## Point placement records
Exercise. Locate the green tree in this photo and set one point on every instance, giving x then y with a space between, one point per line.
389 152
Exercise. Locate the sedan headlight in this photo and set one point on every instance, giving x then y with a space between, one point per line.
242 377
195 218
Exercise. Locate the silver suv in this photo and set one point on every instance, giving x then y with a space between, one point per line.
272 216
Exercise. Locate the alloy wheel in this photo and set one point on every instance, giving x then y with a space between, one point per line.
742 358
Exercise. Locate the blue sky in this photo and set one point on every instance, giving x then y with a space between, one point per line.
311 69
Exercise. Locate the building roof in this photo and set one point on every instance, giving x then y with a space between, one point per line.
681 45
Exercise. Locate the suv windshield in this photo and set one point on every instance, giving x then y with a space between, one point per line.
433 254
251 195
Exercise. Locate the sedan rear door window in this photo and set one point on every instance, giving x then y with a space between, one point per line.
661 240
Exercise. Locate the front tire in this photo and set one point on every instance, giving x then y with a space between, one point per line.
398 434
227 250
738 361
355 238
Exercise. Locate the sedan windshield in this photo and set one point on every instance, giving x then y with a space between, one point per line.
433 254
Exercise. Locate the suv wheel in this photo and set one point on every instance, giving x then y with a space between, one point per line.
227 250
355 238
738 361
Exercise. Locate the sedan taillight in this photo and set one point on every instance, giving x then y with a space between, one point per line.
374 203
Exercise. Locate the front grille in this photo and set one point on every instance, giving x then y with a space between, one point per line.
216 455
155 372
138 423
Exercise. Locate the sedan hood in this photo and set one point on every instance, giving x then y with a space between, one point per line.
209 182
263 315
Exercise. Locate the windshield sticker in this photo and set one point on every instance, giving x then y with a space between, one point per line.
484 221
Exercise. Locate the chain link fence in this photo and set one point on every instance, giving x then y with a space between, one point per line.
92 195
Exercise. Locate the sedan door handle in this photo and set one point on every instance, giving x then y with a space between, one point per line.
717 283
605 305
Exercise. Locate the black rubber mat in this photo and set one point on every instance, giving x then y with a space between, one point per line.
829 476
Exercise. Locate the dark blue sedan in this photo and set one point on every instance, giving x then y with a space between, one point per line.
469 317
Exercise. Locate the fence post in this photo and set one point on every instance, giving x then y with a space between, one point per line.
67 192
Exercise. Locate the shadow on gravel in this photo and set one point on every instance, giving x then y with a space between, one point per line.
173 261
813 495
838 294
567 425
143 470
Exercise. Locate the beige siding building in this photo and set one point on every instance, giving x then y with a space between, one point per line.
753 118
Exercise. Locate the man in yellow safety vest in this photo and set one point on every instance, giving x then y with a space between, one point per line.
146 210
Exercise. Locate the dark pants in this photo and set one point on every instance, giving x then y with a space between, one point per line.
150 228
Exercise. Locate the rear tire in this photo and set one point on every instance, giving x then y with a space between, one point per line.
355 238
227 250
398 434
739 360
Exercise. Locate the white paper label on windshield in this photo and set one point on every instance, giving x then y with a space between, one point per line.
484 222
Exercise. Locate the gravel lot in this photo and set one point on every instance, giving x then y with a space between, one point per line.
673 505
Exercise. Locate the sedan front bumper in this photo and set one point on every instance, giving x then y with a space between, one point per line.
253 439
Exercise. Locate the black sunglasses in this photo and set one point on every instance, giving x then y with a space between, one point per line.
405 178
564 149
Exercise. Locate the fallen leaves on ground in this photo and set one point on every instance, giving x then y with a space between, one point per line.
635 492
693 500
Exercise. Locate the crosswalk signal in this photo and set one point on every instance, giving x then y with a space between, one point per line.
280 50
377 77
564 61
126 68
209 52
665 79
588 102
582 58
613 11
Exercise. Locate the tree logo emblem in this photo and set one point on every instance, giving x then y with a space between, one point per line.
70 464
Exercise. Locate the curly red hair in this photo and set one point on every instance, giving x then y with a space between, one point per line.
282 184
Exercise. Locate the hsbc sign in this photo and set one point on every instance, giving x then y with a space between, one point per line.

## Aim of the task
Copy out every one of the lines above word for word.

## Answer to the problem
Exercise. Locate the green tree in this photo and set one point on every instance, giving x then y with a space between, one point per line.
389 152
Exercise. Locate the sedan headlight in this photo and set one point on every instance, giving x then y with a space between, one point per line.
242 377
195 218
Exercise. Locate the silver suv in this photo and set one point on every instance, giving x then y with a space between, one point per line.
272 216
Exercise. Locate the alloy wheel in this photo and set one point on every instance, giving x then y with a space between, one point per line.
742 358
Exercise. Locate the blue sky in this photo and set one point on every instance, giving x then y with a space between, one point per line.
311 69
Exercise. Locate the building roof in this photo and set one point on every instance, giving x then y with a space between, one point per line.
681 45
Exercise. Locate the suv windshield in this photo and set one point on every instance, giving x then y with a space between, one point per line.
433 254
251 195
Exercise. Locate the sedan rear door window in this photo and set one point on every instance, giving x then y with a space between, one point per line.
661 240
Exercise. Locate the front tire in this photo and set one point on every instance, giving x then y with a space between, one point per line.
398 434
227 250
738 361
355 238
Exercise. Locate the sedan windshield in this photo and set one point on every instance, giving x then y with a space between, one point per line.
433 254
Exercise. Locate the suv wheel in this photo and set one point on every instance, giving x then y with a space between, one point per line.
227 250
355 238
738 361
Exercise. Locate the sedan taillight in this photo and set one point on every instance, giving x then y with a space between, one point per line.
374 203
Exercise. Locate the front grille in this photo and set one point on every instance, giving x then y with a space between, one point per line.
216 455
155 372
138 423
Exercise. Locate the sedan hood in this photo and set one point on every instance, giving x then y with a space between, one point per line.
209 182
263 315
Exercise. Locate the windshield sticker in this photo and set one point on every instance, giving x then y with a space between, one point per line.
484 221
Exercise. Locate the chain link fence in this photo and set one point on every instance, giving x then y with a space between, one point per line.
92 195
Exercise. Locate the sedan door handle in this photo and set one point on every instance, giving x then y with a space between, one point per line.
717 283
605 305
Exercise. Locate the black rubber mat in this photo and set one point on every instance, giving x then y with a space between, one point per line.
829 476
Exercise. Locate the dark blue sedan in this photo and set one point on every instance, giving x then y with a space between, one point per line.
469 317
Exercise. Locate the fence post in this photo and set one point on every instance, giving x then y with a space between, one point per line.
67 192
Exercise. Locate the shadow on gravel in this photo and set one point on every instance, giving x then y with a space between, one point per line.
173 261
813 495
838 294
567 425
143 470
Exercise. Locate the beige siding building in this photo and set one point on every instance, giving x then y with a space between, one point per line.
753 118
Exercise. Locate the man in yellow safety vest in this photo and set one point on every instance, giving x then y with a space between, one point per line.
146 210
Exercise. Locate the dark pants in this photo and set one point on every instance, giving x then y with a space between, one point per line.
150 228
Exercise. Locate the rear tire in this photo and set one point on every instance, giving x then y with a space between, one point per line.
355 238
227 250
398 434
739 360
Exercise. Locate the white paper label on windshield in this photo and set one point on every instance, giving x then y with a space between, one point per line.
484 222
Exercise. Locate the gravel lot in this photo and set one point on every instance, giving x then y with a space between, one point per line.
673 505
Exercise. Locate the sedan front bumper in this photo and set one point on every instance, giving x then y with a space between, one point per line.
253 439
Exercise. Locate the black sunglasses in this photo and set one point on every instance, giving x then y with a space between, one point per line.
405 178
564 149
Exercise. Locate the fallen leaves on ground in this photo and set one point on every instance, giving x then y with a space between, one point per line.
635 492
693 500
Exercise. Locate the crosswalk signal in this photo and set one point on every instance, giving x then y with a space between, one point per line.
280 50
377 77
564 61
126 68
209 52
665 79
588 102
582 58
613 11
Exercise. Locate the tree logo emblem in this photo and set one point on every instance, giving x then y with a space between, one point per line.
70 464
Exercise. Locate the curly red hair in this photo and set one point on every instance, giving x then y with a space between, one point per line.
282 184
Exercise. Locate the hsbc sign in this photo and set one point on every instance, giving x then y with a space between, one point per line.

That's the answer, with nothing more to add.